_Actions à mener:_
[A] D'après le texte sur le marché du cigare en Martinique, combien de boutiques Saturne se trouvent en Martinique ?
[B] Reproduisez à l'identique, s'il vous plaît, le passage des entrées allant de leur début jusqu'à la ligne contenant « box: [386, 193, 532, 391] », celle-ci comprise.

_Texte d'étude:_
○ ○ ○

En Martinique, deux importateurs se partagent le marché du cigare. D’un côté, Roger Albert Distribution, qui a longtemps régné en maître et qui se fournit auprès de Caribbean Cigar Corp., l’importateur officiel des havanes pour les Caraïbes. Et de l’autre, le groupe de Frédéric et Corinne d’Orazio. Pour les havanes, ce dernier se fournit auprès d’autres sources qu’il n’a pas souhaité nous dévoiler ; il distribue également d’autres marques (Ashton, La Aurora…) auprès des revendeurs locaux et de ses propres boutiques regroupées sous l’enseigne Saturne (trois en Martinique et une en Guadeloupe). Les marques Arturo Fuente et Oliva sont également présentes, via d’autres importateurs, même si « le marché est à 60 ou 70 % dominé par les havanes » estime Frédéric d’Orazio.

○ ○ ○

_Données de l'exercice:_
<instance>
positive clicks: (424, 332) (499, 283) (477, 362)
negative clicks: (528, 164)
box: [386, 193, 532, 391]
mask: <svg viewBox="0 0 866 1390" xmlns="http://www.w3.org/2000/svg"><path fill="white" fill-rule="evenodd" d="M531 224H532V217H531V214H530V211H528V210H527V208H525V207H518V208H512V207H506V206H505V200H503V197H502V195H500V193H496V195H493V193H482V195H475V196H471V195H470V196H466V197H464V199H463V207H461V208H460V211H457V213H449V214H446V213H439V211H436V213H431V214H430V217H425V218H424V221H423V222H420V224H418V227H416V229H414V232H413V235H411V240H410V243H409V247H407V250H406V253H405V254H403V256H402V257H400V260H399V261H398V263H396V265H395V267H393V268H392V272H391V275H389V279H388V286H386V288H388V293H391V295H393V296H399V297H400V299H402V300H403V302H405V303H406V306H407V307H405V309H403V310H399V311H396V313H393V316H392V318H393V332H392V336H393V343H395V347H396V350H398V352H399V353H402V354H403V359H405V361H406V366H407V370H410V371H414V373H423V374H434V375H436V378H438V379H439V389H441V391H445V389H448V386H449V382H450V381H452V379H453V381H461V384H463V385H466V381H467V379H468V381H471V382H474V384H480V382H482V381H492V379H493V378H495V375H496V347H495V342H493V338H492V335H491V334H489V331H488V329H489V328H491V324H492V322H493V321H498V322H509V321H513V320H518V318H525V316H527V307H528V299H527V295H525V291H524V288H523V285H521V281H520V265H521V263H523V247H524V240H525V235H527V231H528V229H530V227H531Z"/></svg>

○ ○ ○

_Tâches résolues:_
[A] Trois.

[B]
<instance>
positive clicks: (424, 332) (499, 283) (477, 362)
negative clicks: (528, 164)
box: [386, 193, 532, 391]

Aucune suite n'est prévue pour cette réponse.